╭─ Testo del documento
Quale
è il profilo del militante gay? Non stiamo parlando della persona omosessuale
che vive nel privato la propria condizione di omosessuale indifferente alle
lotte culturali e politiche che si accendono fuori dalla sua camera da letto.
Stiamo parlando dell’attivista arcobaleno, di quello che scrive, parla,
manifesta per i cosiddetti diritti civili, di quello che aspetta il varo della
legge Cirinnà come i neri d’America aspettavano la fine della schiavitù.
L’identikit
del perfetto gay militante potrebbe essere composto dai seguenti segni
particolari.
- L’ideologia. È il primo aspetto,
forse il più importante e il più evidente. Il discepolo del credo omo non
vede la realtà per quello che è, ma è arcigay convinto che ce ne sia
un’altra, una realtà costruita a tavolino pensata per sostituire quella
naturale. Chiamasi razionalismo. E così non c’è maschio e femmina, ma il
gender; non c’è un solo orientamento sessuale naturale, ma molteplici; non
c’è una sola famiglia, ma una infinità di modelli familiari; non è vero
che il bambino ha bisogno della figura maschile e femminile per crescere,
ma solo di un puro affetto asessuato. Se la realtà si ribellerà allora
occorrerà farle guerra.
╰─
╭─ Voci fornite
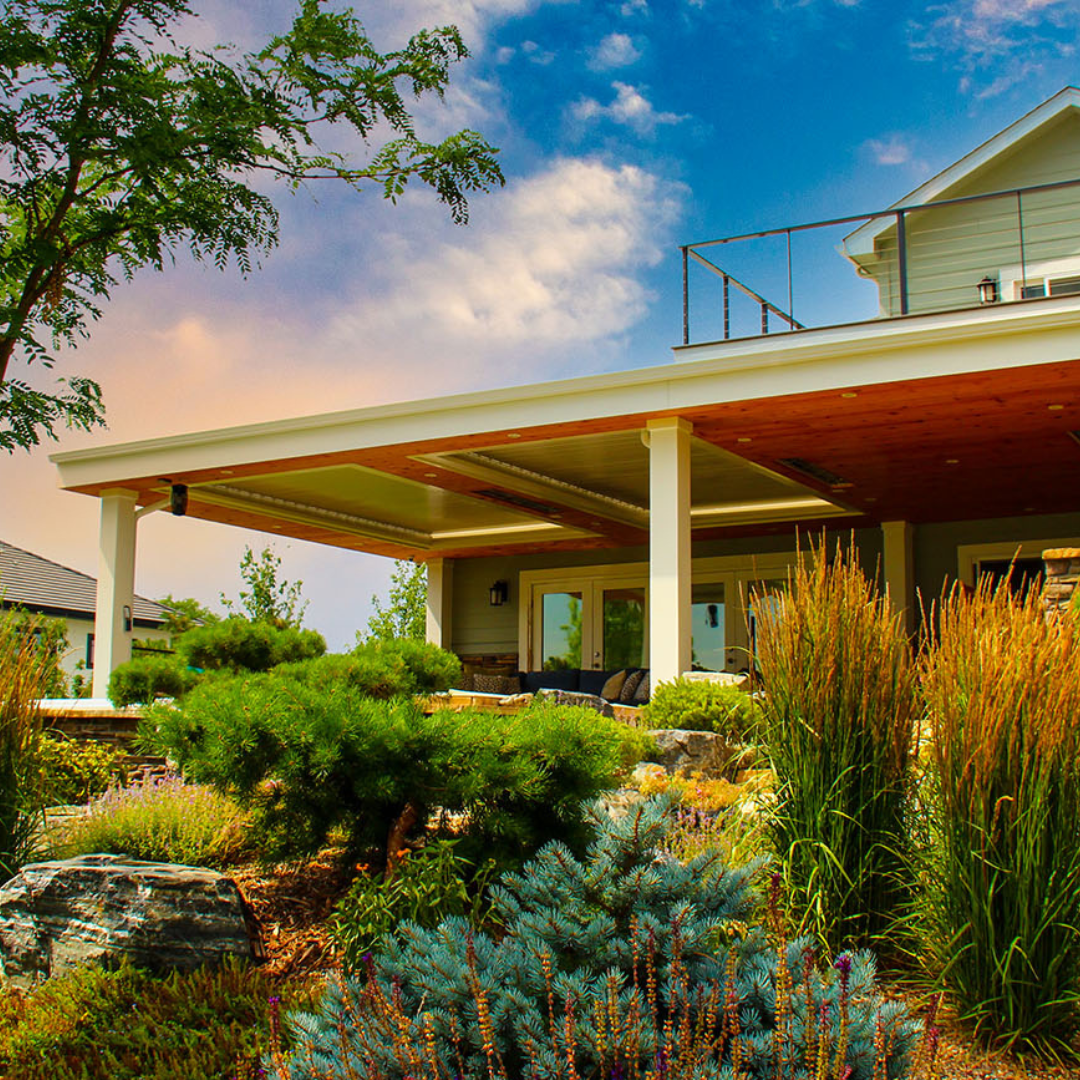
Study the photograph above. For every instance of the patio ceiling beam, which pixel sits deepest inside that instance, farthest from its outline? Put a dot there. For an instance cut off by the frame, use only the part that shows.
╰─
╭─ Voci fornite
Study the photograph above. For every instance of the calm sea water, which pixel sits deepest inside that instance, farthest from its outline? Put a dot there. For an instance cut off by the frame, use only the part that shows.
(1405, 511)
╰─
Compiti dell'esercizio
**a)** Riporta il passo del testo sul profilo del militante gay che parte da "- L’ideologia. È" e prosegue fino a "occorrerà farle guerra.", cambiando "razionalismo" in "ideologismo".
**b)** Secondo il testo sul profilo del militante gay, l'attivista arcobaleno aspetta il varo di quale legge?
Le voci provengono da un'altra fonte.

Risultati attesi
**a)**
- L’ideologia. È il primo aspetto,
forse il più importante e il più evidente. Il discepolo del credo omo non
vede la realtà per quello che è, ma è arcigay convinto che ce ne sia
un’altra, una realtà costruita a tavolino pensata per sostituire quella
naturale. Chiamasi ideologismo. E così non c’è maschio e femmina, ma il
gender; non c’è un solo orientamento sessuale naturale, ma molteplici; non
c’è una sola famiglia, ma una infinità di modelli familiari; non è vero
che il bambino ha bisogno della figura maschile e femminile per crescere,
ma solo di un puro affetto asessuato. Se la realtà si ribellerà allora
occorrerà farle guerra.

**b)** La legge Cirinnà.